[Begin Passage]
After seven years, I don't think commitment-phobia is the issue and it doesnt seem temporary if he's wanting to sell the house.

He's probably been unhappy for a while, and hasn't told you and maybe it'd benefit you even more if you talked to him and he explained why he made the decision. Don't cling to him or beg him back, otherwise you won't get the truth, or any answer at all.

It's really hard to offer anything more. Every situation is unique.

2006-08-18 05:13:59 · answer #4 · answered by Anonymous · 0 0

Time is irrelevant .. I 'put up' with a relationship (stupidly) for six years until one day something just 'snapped' .. and I left .. both my partner and I have moved on and are far happier but I couldnt tell you why it took that long or why it happened on that day.

The best thing you can do is realise that it was FAR better to happen now than after marriage and kids (my reasoning) and enjoy your freedom knowing that there are lots of nice guys in the world who will be more than happy to share your company.

2006-08-18 05:58:41 · answer #5 · answered by enzuigiriuk 4 · 0 0

Everyone has different reasons for leaving a relationship the 7 year itch maybe? . As he already talking about selling common property it sound like he has made his mind up.

You have both been together for a very long time is there someone else in the picture??
[End Passage]
Continue the forum thread about a partner ending a seven-year relationship, picking up right after its final sentence.
[Begin Data listing]
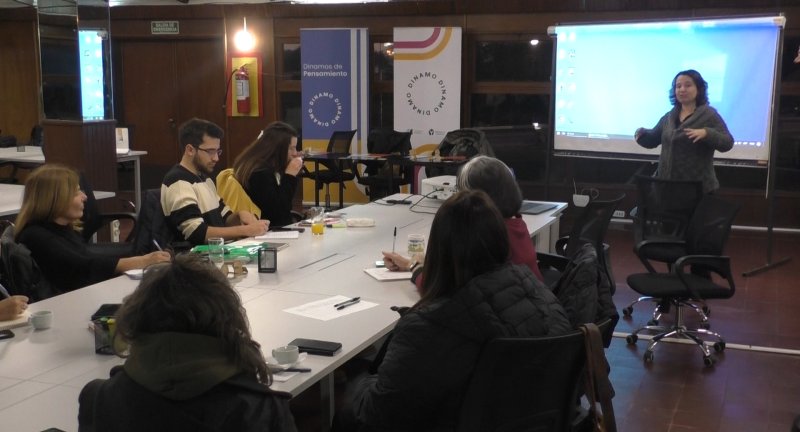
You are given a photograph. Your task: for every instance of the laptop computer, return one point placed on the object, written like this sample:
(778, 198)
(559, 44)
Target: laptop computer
(123, 145)
(534, 208)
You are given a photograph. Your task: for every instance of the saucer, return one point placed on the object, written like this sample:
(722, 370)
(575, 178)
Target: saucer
(274, 366)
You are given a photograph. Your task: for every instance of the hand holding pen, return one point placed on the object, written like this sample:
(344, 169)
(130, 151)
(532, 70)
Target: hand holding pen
(346, 303)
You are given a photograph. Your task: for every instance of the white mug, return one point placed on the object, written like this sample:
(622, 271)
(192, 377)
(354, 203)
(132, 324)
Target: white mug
(41, 320)
(286, 354)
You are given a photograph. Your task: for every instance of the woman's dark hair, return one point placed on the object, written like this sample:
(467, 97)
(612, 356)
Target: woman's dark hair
(270, 150)
(189, 295)
(496, 179)
(468, 238)
(699, 82)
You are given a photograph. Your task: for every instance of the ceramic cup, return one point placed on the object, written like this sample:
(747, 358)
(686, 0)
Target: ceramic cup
(286, 354)
(41, 320)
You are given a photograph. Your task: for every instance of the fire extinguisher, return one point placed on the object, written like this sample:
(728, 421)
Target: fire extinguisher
(242, 90)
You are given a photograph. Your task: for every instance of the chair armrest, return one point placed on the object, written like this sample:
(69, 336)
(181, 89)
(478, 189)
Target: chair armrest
(548, 260)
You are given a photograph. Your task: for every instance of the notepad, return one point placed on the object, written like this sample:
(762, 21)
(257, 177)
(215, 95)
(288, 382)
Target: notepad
(270, 235)
(383, 274)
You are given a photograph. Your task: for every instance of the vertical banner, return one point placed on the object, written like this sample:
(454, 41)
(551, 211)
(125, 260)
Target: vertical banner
(427, 83)
(244, 89)
(334, 89)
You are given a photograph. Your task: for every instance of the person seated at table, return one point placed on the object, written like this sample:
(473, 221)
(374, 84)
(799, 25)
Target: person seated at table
(496, 179)
(48, 225)
(12, 307)
(471, 294)
(189, 198)
(267, 170)
(192, 362)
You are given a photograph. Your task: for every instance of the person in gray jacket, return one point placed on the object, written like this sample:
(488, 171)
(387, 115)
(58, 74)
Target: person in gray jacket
(471, 294)
(689, 133)
(193, 365)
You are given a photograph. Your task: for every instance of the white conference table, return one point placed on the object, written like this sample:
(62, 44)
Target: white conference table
(11, 198)
(34, 155)
(48, 368)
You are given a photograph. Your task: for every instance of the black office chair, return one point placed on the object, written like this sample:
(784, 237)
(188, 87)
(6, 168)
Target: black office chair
(152, 228)
(378, 175)
(19, 273)
(527, 384)
(664, 209)
(590, 227)
(706, 236)
(584, 291)
(336, 171)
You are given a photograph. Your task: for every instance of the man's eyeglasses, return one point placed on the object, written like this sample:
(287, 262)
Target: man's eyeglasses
(211, 152)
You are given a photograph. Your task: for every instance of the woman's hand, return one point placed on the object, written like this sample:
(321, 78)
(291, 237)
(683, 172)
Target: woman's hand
(696, 134)
(294, 166)
(12, 307)
(396, 262)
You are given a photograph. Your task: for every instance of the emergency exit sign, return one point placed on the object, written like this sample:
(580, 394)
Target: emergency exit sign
(164, 27)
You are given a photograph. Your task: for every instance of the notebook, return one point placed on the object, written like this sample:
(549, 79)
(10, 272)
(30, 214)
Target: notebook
(531, 207)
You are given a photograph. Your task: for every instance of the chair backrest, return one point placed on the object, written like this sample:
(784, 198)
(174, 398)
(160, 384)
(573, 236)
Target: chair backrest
(584, 291)
(591, 225)
(525, 384)
(152, 225)
(20, 273)
(664, 207)
(710, 226)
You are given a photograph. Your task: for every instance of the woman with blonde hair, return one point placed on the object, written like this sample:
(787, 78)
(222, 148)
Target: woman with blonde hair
(48, 225)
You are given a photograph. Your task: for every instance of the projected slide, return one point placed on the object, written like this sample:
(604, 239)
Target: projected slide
(611, 79)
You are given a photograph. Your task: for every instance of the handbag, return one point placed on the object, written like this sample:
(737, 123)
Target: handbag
(599, 390)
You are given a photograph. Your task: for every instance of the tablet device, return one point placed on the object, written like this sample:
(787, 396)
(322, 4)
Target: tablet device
(317, 347)
(106, 310)
(530, 207)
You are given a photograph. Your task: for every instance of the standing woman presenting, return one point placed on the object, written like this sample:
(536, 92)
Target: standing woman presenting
(688, 134)
(268, 169)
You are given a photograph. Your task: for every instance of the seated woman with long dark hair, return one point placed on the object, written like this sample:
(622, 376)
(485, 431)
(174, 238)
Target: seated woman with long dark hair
(193, 365)
(471, 294)
(48, 225)
(268, 171)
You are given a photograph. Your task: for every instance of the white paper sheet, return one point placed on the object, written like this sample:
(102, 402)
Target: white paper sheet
(324, 310)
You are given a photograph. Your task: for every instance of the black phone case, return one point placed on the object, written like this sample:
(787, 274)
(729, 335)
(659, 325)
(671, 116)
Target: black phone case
(106, 310)
(317, 347)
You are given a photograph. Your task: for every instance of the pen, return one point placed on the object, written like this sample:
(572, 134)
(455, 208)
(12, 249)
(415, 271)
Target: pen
(348, 303)
(352, 300)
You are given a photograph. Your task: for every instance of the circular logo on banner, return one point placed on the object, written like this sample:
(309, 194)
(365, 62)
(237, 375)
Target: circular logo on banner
(426, 93)
(324, 109)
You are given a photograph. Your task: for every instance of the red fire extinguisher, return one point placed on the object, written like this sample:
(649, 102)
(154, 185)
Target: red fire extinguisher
(242, 90)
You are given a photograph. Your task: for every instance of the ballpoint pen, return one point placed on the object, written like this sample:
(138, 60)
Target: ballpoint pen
(347, 302)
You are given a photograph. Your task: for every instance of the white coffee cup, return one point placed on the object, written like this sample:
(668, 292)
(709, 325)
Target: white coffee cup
(286, 354)
(41, 320)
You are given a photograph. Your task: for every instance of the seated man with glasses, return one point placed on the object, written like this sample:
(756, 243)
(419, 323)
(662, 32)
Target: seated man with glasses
(191, 204)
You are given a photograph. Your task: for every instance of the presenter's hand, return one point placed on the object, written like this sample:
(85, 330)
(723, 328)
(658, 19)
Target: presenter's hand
(12, 307)
(294, 166)
(396, 262)
(696, 134)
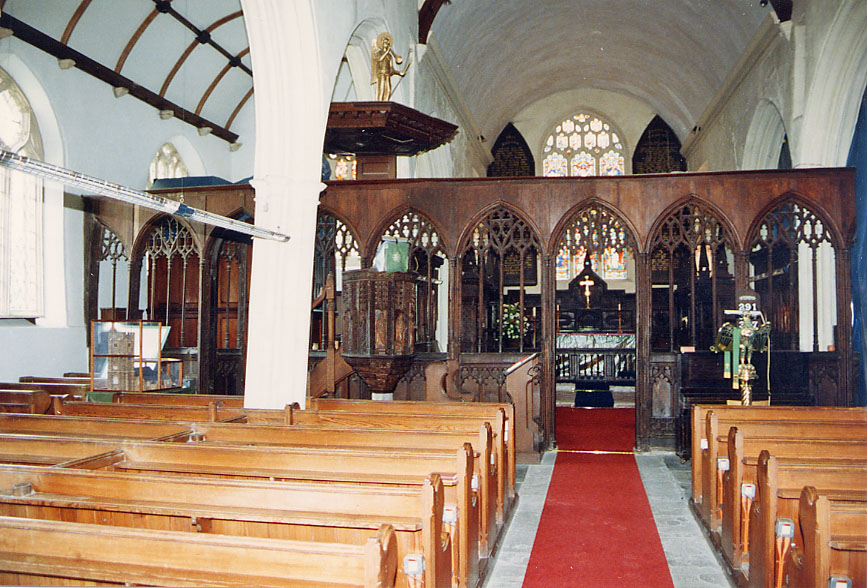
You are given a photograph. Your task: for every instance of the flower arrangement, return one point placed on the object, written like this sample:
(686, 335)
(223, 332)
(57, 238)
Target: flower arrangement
(512, 322)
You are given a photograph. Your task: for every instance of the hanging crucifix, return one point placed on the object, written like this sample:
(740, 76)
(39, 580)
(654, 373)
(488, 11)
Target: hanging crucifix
(586, 282)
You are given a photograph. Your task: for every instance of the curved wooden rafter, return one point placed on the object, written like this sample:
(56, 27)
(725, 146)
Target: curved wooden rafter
(238, 108)
(134, 39)
(73, 20)
(217, 79)
(196, 42)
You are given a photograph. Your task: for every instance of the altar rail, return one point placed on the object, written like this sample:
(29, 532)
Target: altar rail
(615, 366)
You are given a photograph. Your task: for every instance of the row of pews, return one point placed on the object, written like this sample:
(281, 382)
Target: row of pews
(782, 493)
(33, 394)
(165, 489)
[End Data listing]
§ Answer to the exercise
Good luck this cant be an easy time for you

2006-08-18 05:14:37 · answer #6 · answered by Anonymous · 0 0

sorry, but you're lucky to find it out now... I was married to a woman for 17 years had two kids and she one day said right it's all over... don't love you any more...bye...she got the house the car everythiing, I got the shaft... so don't feel too bad there will be a lot more times when you can feel really bad later in life..

advice... come and see me I'll look after you

2006-08-18 05:10:33 · answer #7 · answered by Anonymous · 0 0

You haven't mentioned if a wedding date has been set, if so committment phobia might be the cause, in which case he may come round given time. I'm inclined to say there might be things you don't know, though. You might ask someone to watch where he goes this weekend, then you'll know.

2006-08-18 05:12:40 · answer #8 · answered by hedgewizard 2 · 0 0

Maybe he's realised he's had enough. If so, it's better that he does it now rather than once you're married. Sorry if I sound harsh, but getting married was a mistake I made, and after 12 years I left, which is way more messy.

2006-08-18 05:12:51 · answer #9 · answered by Stephen H 4 · 0 0

well can't understand that phase too well, but mind you one of the partners do tend to visit it from time to time, now the best advice i could give is a say i heard long time ago, (love is like a bird, set it free, if it comes back it was meant to be)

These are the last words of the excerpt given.